[Data entries]
★ ★ ★ ★ ★ ★ ★
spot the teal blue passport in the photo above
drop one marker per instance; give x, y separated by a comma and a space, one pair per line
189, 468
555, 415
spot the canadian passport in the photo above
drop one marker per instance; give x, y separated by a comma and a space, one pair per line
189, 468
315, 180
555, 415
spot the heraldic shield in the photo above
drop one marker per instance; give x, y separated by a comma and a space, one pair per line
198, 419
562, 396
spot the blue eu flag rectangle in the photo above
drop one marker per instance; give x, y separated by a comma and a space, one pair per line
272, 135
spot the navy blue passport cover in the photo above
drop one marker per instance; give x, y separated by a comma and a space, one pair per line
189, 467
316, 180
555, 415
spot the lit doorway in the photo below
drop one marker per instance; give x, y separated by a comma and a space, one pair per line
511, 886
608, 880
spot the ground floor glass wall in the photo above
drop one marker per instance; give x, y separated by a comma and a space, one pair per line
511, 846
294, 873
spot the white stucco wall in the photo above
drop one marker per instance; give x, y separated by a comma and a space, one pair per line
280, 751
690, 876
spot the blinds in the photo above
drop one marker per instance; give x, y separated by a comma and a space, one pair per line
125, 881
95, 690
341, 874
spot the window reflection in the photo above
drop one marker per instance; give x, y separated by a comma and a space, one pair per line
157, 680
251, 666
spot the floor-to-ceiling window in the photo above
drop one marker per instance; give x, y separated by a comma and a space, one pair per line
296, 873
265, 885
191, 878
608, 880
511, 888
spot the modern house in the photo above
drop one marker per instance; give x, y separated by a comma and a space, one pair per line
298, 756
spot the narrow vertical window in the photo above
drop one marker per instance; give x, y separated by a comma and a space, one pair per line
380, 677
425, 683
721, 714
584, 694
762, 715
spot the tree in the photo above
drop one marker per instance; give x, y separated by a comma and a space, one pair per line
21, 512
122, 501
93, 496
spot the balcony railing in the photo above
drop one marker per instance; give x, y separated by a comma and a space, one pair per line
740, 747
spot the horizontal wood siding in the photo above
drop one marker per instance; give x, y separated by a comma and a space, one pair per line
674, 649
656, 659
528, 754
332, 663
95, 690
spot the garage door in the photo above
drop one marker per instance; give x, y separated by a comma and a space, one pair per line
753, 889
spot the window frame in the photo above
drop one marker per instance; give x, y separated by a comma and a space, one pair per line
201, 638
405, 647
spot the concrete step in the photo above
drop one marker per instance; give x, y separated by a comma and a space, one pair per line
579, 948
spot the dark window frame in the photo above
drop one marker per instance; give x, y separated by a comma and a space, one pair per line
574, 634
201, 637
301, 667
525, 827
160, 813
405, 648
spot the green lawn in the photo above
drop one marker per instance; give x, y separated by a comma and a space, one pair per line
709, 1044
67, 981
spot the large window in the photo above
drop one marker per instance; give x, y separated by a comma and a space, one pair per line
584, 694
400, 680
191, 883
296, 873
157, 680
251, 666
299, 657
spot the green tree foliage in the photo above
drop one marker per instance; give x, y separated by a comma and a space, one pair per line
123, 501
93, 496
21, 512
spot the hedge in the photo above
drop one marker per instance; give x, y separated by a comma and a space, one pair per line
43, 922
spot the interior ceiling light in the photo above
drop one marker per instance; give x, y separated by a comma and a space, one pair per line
★ ★ ★ ★ ★ ★ ★
Edit the rows from the line containing "spot the concrete step in the photo above" through the end of the rows, replacing every "marker" with "pin" and changing nothing else. Return only those lines.

▶ _COMPLETED EXERCISE_
spot the concrete step in the photo above
drop one pin per instance; give x, y separated by a comma and a space, one pair per line
579, 948
spot the dark window frame in the photo above
drop one pin per instance; give x, y separated by a comma and a space, one pair per line
574, 634
201, 637
301, 667
525, 827
160, 813
405, 648
spot the green lawn in the photo above
drop one pin per instance; give x, y separated by a comma and a space, one pair per line
709, 1044
67, 981
spot the large window in the photo above
drop one pin per instance; give x, y separated by a comma and a space, one pair per line
584, 694
400, 680
191, 883
296, 873
157, 680
251, 666
299, 657
spot the green tree foliage in the photo above
drop one pin per instance; give x, y separated by a comma and a space, one pair per line
123, 501
93, 496
21, 512
spot the hedge in the photo above
drop one pin per instance; give x, y separated by a comma and a space, one pair per line
43, 922
spot the interior ceiling light in the photo above
drop one pin per instance; give x, y separated by a comma and a space, one pair per line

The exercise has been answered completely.